Within the records below, filter for lines carrying the word "lawn" and copy them.

▼

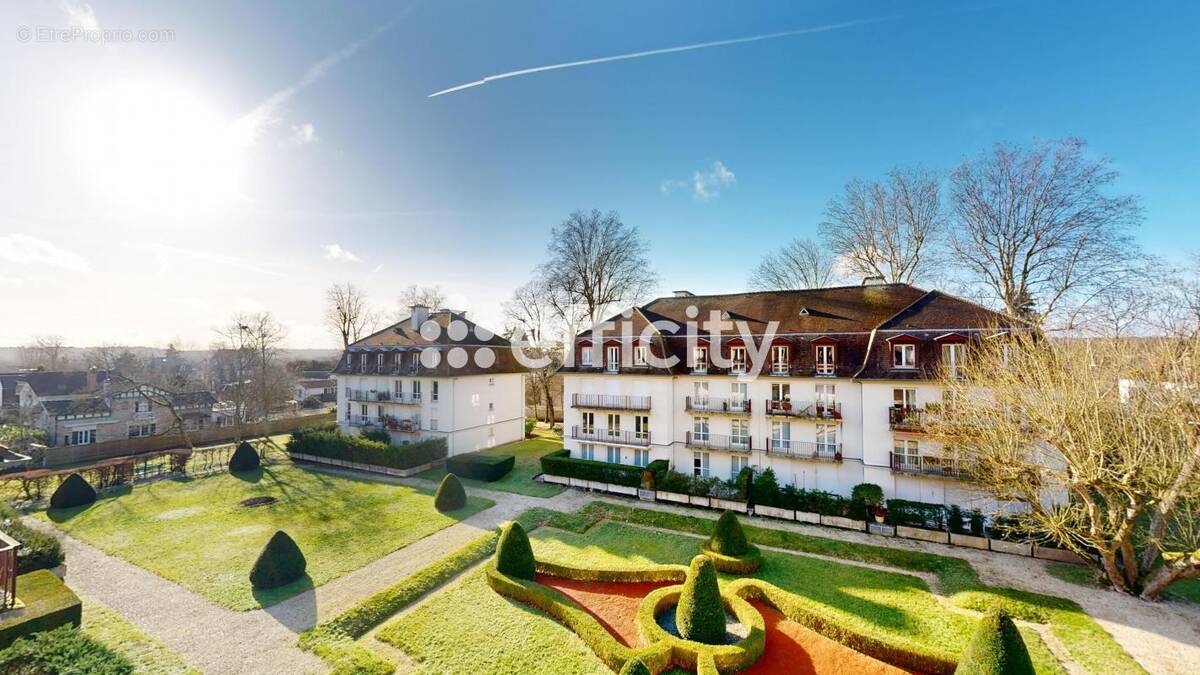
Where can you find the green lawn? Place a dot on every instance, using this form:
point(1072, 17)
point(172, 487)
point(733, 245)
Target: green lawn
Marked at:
point(519, 481)
point(148, 655)
point(195, 532)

▲

● Exercise output:
Where can you find the green lawn? Place a dot on every instance, using this form:
Target: green lawn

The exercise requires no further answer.